In [106]:
import torch
import torch.nn as nn
import torch.nn.functional as F
import torch.utils.data as data
import lightning as L
import numpy as np

In [107]:
from model_dropout import Encoder
from utils import *

In [108]:
model = Encoder.load_from_checkpoint("/workspace/fairouz/logs/vggish_randne_openclip_mxbai_contraction_4_expansion2_dropout_modality_encoders/version_0/checkpoints/epoch=199-step=40000.ckpt")

In [109]:
model.device

device(type='cuda', index=0)

In [110]:
## Reading data
import json
tracks = json.load(open('fairouz_conf/fairouz/tracks_contextualized.json'))
track_ids = list(tracks.keys())

audio_embeddings = json.load(open('fairouz_conf/fairouz/embeddings/audio/song_audio_vggish_embeddings.json'))
graph_embeddings = json.load(open('fairouz_conf/fairouz/embeddings/graph/karate_club/song_nodes_RandNE_embedding.json'))
image_embeddings = json.load(open('fairouz_conf/fairouz/embeddings/image/album_covers_openclip_embeddings.json'))
text_embeddings = json.load(open('fairouz_conf/fairouz/embeddings/lyrics/song_lyrics_mxbai_embeddings.json'))

audio_embeddings_dict = transform_dict(audio_embeddings)
graph_embeddings_dict = transform_dict(graph_embeddings)
image_embeddings_dict = transform_dict(image_embeddings)
text_embeddings_dict = transform_dict(text_embeddings)

In [111]:
import faiss

In [112]:
load = json.load(open('fairouz_conf/fairouz/positives_negatives.json'))

In [113]:
embeddings = []
for track_id in track_ids:
    audio, graph, image, text = get_modality_embeddings(
        track_id,
        audio_embeddings_dict,
        image_embeddings_dict,
        text_embeddings_dict,
        graph_embeddings_dict,
    )
    embedding = model.predict_step(
        torch.tensor(audio).unsqueeze(0).to("cuda"),
        torch.tensor(image).unsqueeze(0).to("cuda"),
        torch.tensor(text).unsqueeze(0).to("cuda"),
        torch.tensor(graph).unsqueeze(0).to("cuda"),
    )
    embedding = embedding.numpy(force=True).squeeze()
    embeddings.append({"id": track_id, "embedding": embedding.tolist()})

____

== WORK TO DO ==
1. In the notebook, which JSON file path is passed to json.load for the variable load?
2. Rewrite the stretch of the notebook from "audio_embeddings_dict = transform_dict(audio_embeddings)" through "text_embeddings_dict = transform_dict(text_embeddings)", putting "convert_dict" everywhere "transform_dict" appears.
3. Continue the notebook code with the next lines after its final statement.

[Image boundary labeling items]

____

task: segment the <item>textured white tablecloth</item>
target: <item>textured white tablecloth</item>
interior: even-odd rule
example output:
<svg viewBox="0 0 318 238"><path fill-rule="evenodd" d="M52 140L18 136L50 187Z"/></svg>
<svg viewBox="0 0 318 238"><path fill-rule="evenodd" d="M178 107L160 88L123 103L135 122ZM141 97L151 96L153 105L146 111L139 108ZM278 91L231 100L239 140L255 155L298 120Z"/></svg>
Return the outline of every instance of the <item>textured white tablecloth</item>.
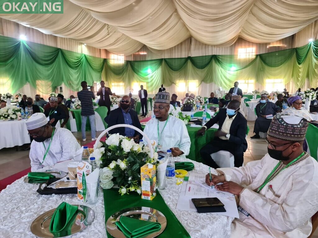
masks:
<svg viewBox="0 0 318 238"><path fill-rule="evenodd" d="M25 120L0 120L0 149L30 142Z"/></svg>
<svg viewBox="0 0 318 238"><path fill-rule="evenodd" d="M187 159L178 158L178 161L193 162L195 172L205 174L208 172L208 166L201 163ZM47 167L47 169L48 168ZM30 226L38 216L56 208L63 202L73 204L85 204L77 200L76 194L40 195L36 192L38 185L25 183L24 178L24 177L9 185L0 193L1 238L35 237L35 236L31 232ZM230 237L231 224L233 218L176 210L176 208L182 185L177 185L170 181L168 182L166 189L161 191L160 193L192 238ZM101 192L96 204L86 205L95 212L94 221L86 230L72 236L72 238L107 237L103 200ZM154 202L156 202L156 199ZM171 237L173 237L173 235L171 234Z"/></svg>

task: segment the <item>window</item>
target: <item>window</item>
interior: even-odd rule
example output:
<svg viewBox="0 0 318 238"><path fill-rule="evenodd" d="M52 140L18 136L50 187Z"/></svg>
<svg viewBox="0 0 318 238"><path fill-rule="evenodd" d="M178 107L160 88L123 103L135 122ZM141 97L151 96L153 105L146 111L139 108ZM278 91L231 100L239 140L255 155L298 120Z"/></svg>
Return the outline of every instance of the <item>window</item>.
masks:
<svg viewBox="0 0 318 238"><path fill-rule="evenodd" d="M125 94L125 84L123 83L112 83L110 89L116 95Z"/></svg>
<svg viewBox="0 0 318 238"><path fill-rule="evenodd" d="M124 63L125 56L123 55L115 55L112 54L110 55L110 59L112 60L111 63L113 64Z"/></svg>
<svg viewBox="0 0 318 238"><path fill-rule="evenodd" d="M254 79L238 80L238 87L244 93L251 93L255 89L255 80Z"/></svg>
<svg viewBox="0 0 318 238"><path fill-rule="evenodd" d="M265 81L265 90L270 93L273 91L283 91L285 85L281 79L267 79Z"/></svg>
<svg viewBox="0 0 318 238"><path fill-rule="evenodd" d="M253 58L255 56L255 47L239 48L238 51L238 59Z"/></svg>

____

== ANSWERS BY TASK ==
1. 'fairouz_conf/fairouz/positives_negatives.json'

2.
audio_embeddings_dict = convert_dict(audio_embeddings)
graph_embeddings_dict = convert_dict(graph_embeddings)
image_embeddings_dict = convert_dict(image_embeddings)
text_embeddings_dict = convert_dict(text_embeddings)

3.
In [88]:
json.dump(embeddings, open('fairouz_conf/fairouz/embeddings/combined/embeddings_contracted_textimage8_graphaudio4_expansion2_200_epoch.json', 'w'))

In [114]:
embeddings_array = []
metatadata_array = []
for emb in embeddings:
    id = emb['id']
    emb = np.array(emb['embedding'])
    metadata = tracks[id]
    md = {
        "id": id,
        "track_title": metadata['track_title'],
        "artist_name": metadata['artist_name'],
        "album_name": metadata['album_name'],
        "context": ", ".join(metadata["lyrics"]['context']),
        "summary": metadata["lyrics"]['summary'],
        "emotional": ", ".join(metadata["lyrics"]['emotional']),
        "genre": metadata['genres'][0] if len(metadata['genres']) > 0 else 'None',
        "image": metadata['image'],
        "preview_url": metadata['preview_url'],
    }
    embeddings_array.append(emb)
    metatadata_array.append(md)

In [115]:
index = faiss.IndexFlatL2(128)
index.add(np.array(embeddings_array).astype('float32'))

In [116]:
def get_fairouz_embedding(track_id):
    audio, graph, image, text = get_modality_embeddings(track_id, audio_embeddings_dict, image_embeddings_dict, text_embeddings_dict, graph_embeddings_dict)
    embedding = model.predict_step(torch.tensor(audio).unsqueeze(0), torch.tensor(image).unsqueeze(0), torch.tensor(text).unsqueeze(0), torch.tensor(graph).unsqueeze(0))
    embedding = embedding.numpy(force=True).squeeze()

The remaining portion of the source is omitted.